= EXERCISE DIRECTIONS =
Render the material again word for word, skipping the pictures in it.

(Point-based annotation data)
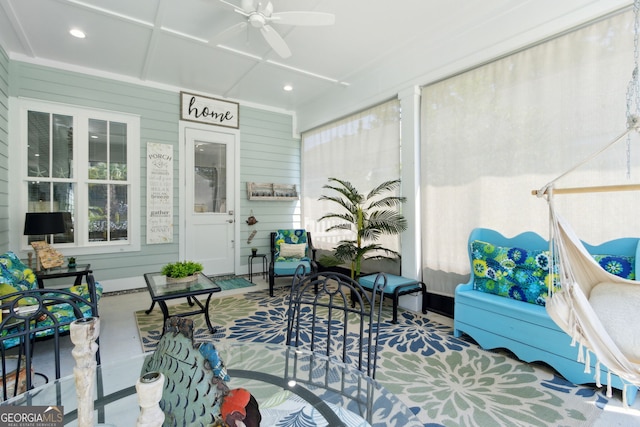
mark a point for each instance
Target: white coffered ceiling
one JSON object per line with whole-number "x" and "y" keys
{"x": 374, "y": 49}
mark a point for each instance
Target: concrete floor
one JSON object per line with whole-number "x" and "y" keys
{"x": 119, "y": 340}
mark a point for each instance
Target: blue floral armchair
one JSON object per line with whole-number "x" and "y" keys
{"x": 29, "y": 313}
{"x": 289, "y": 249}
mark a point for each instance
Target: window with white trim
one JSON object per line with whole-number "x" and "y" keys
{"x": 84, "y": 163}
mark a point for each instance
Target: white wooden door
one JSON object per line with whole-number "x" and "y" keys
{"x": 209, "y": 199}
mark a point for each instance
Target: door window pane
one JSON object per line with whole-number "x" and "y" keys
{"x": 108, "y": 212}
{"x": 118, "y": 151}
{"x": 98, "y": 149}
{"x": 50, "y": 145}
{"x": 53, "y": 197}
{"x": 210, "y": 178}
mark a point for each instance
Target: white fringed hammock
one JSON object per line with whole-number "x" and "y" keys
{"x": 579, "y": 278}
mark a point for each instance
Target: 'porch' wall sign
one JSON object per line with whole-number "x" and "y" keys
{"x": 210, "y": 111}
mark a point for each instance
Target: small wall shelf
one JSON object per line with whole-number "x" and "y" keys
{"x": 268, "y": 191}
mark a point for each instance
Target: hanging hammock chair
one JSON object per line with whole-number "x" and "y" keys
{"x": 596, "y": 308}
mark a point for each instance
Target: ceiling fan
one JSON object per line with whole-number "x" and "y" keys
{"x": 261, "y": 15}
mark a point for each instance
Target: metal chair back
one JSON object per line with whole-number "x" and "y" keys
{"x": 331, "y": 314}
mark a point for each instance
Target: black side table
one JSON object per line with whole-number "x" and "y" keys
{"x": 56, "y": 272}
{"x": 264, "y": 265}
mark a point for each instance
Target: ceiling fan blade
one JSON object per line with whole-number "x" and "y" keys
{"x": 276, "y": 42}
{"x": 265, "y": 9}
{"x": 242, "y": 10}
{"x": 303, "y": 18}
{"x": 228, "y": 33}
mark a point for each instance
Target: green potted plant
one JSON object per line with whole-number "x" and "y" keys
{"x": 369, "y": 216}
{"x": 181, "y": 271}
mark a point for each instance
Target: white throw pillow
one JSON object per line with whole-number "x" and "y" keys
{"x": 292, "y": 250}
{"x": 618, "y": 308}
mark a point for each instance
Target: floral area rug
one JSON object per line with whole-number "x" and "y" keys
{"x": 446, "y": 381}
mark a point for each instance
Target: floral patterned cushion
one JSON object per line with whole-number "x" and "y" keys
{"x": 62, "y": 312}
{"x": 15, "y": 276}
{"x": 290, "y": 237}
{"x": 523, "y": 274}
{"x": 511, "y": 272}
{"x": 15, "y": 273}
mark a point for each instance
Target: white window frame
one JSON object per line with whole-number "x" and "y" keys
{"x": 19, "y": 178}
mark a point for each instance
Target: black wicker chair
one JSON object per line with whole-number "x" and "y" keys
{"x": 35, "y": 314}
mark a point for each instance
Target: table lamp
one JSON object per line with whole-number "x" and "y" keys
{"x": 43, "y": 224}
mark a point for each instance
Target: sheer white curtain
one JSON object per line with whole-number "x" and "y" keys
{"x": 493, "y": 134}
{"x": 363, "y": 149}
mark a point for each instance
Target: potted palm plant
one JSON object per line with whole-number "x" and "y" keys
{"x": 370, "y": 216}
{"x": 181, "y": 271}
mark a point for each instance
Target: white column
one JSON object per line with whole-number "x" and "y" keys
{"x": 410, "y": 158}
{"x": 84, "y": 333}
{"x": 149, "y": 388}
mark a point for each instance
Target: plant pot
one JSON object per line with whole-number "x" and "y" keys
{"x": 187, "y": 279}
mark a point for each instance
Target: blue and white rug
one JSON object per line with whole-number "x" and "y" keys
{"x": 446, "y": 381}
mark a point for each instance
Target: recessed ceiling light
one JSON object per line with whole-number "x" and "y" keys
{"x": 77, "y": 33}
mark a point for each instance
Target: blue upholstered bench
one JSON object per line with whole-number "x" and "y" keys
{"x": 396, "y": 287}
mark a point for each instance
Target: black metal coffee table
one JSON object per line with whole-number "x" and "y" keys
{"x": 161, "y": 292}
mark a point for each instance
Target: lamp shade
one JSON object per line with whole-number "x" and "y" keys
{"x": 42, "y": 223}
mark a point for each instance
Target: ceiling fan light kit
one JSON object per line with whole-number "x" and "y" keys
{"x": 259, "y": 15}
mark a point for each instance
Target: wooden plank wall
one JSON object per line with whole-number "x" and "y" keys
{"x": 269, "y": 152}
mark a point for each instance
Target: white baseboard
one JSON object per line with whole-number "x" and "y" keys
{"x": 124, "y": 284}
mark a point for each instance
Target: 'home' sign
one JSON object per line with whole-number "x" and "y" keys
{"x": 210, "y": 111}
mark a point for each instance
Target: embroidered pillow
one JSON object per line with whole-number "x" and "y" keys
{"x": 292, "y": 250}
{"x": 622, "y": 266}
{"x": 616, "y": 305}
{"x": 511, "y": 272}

= OUTPUT =
mark a point for each instance
Target: white coffered ceiling
one JSON object per line with whole-number "x" and "y" keys
{"x": 374, "y": 49}
mark a point for each instance
Target: concrete floor
one JSON object per line with whole-number "x" and "y" keys
{"x": 119, "y": 340}
mark a point for each instance
Target: blue floral armchair
one JSON object per line with whole-number "x" and "y" keys
{"x": 29, "y": 313}
{"x": 289, "y": 249}
mark a point for each instance
Target: window with white trim
one JSON object per line with whole-number "x" and "y" keys
{"x": 84, "y": 163}
mark a point for each instance
Target: white wooden door
one JSON object per line with whole-number "x" and "y" keys
{"x": 209, "y": 199}
mark a point for each instance
Target: door window pane
one JSON object per line with whole-number "x" and "y" keys
{"x": 108, "y": 212}
{"x": 118, "y": 151}
{"x": 98, "y": 149}
{"x": 50, "y": 145}
{"x": 53, "y": 197}
{"x": 210, "y": 178}
mark a point for each instance
Target: white fringed hammock
one JSON object per line with whole-number "x" and "y" keys
{"x": 579, "y": 278}
mark a point for each instance
Target: 'porch' wall sign
one JSON object per line with whole-number "x" and "y" keys
{"x": 210, "y": 111}
mark a point for each instance
Target: small wall shelf
one JSON object per line with whole-number "x" and "y" keys
{"x": 268, "y": 191}
mark a point for each instance
Target: hanging hammock chair
one JSON object per line with whole-number "x" and "y" keys
{"x": 596, "y": 308}
mark a point for each instance
Target: ceiling fan
one JSON object per line with whole-number "x" and "y" keys
{"x": 261, "y": 15}
mark a point for each instance
Target: metal chair back
one JSON object per line with whole-number "x" and "y" keys
{"x": 331, "y": 314}
mark a point for each instance
Target: black side table
one JSON object per line with whole-number "x" and "y" keys
{"x": 56, "y": 272}
{"x": 264, "y": 265}
mark a point for each instance
Target: ceiling fan blade
one JSON object per line with whole-number "x" and "y" keys
{"x": 276, "y": 42}
{"x": 265, "y": 9}
{"x": 242, "y": 10}
{"x": 303, "y": 18}
{"x": 228, "y": 33}
mark a point for each instance
Target: green potted plant
one JSON object per line with whole-number "x" and "y" keys
{"x": 369, "y": 216}
{"x": 181, "y": 271}
mark a point for each instance
Target: white throw pillow
one JSON object per line with whole-number "x" and "y" keys
{"x": 292, "y": 250}
{"x": 618, "y": 308}
mark a point for each instance
Target: floral area rug
one JSON object per line with whole-number "x" and "y" keys
{"x": 446, "y": 381}
mark a point for each instance
Target: floral patterned cushion
one JSON object per line with whole-number "x" and "y" keys
{"x": 62, "y": 312}
{"x": 15, "y": 276}
{"x": 290, "y": 237}
{"x": 523, "y": 274}
{"x": 511, "y": 272}
{"x": 15, "y": 273}
mark a point for each instance
Target: white window frame
one JSON object per line with whole-number "x" and "y" keys
{"x": 19, "y": 178}
mark a point for each instance
Target: black wicker chair
one JSON object per line with whole-number "x" and "y" keys
{"x": 35, "y": 314}
mark a point for each instance
Target: table lamp
one JSON object per line with whole-number "x" and "y" keys
{"x": 43, "y": 224}
mark a point for each instance
Target: sheer white curtain
one JSON object per line with whole-number "x" and "y" keys
{"x": 493, "y": 134}
{"x": 363, "y": 149}
mark a point for each instance
Target: potted palm plant
one JSON object per line with whole-number "x" and "y" keys
{"x": 370, "y": 216}
{"x": 181, "y": 271}
mark a point for each instance
Target: white column
one JSON object per line with whole-number "x" and "y" keys
{"x": 410, "y": 158}
{"x": 84, "y": 333}
{"x": 149, "y": 388}
mark a point for each instance
Target: plant pot
one JSON object per line with whole-number "x" and "y" keys
{"x": 187, "y": 279}
mark a point for each instance
Target: blue and white rug
one JSON object per line with whole-number "x" and "y" keys
{"x": 446, "y": 381}
mark a point for each instance
Target: recessed ceiling light
one JSON object per line with whole-number "x" and "y" keys
{"x": 77, "y": 33}
mark a point for each instance
Target: blue upholstered bench
one JSON object per line with whole-number "x" and "y" keys
{"x": 396, "y": 287}
mark a point for each instance
Target: black metal coffee table
one JSON object per line with whole-number "x" and "y" keys
{"x": 161, "y": 292}
mark a point for each instance
Target: lamp shade
one JSON object per line with whole-number "x" and "y" keys
{"x": 42, "y": 223}
mark a point for each instance
Target: ceiling fan light kit
one JSON object per line with whole-number "x" and "y" keys
{"x": 259, "y": 15}
mark a point for each instance
Target: wooden plank wall
one JSON object per line with whole-number "x" and "y" keys
{"x": 269, "y": 152}
mark a point for each instance
Target: white baseboard
one JSON object per line with whole-number "x" and "y" keys
{"x": 124, "y": 284}
mark a point for each instance
Target: 'home' sign
one JSON object per line with whole-number "x" and "y" keys
{"x": 210, "y": 111}
mark a point for each instance
Target: embroidered pillow
one JSON object per line with whole-number "x" and "y" keys
{"x": 292, "y": 250}
{"x": 622, "y": 266}
{"x": 616, "y": 305}
{"x": 511, "y": 272}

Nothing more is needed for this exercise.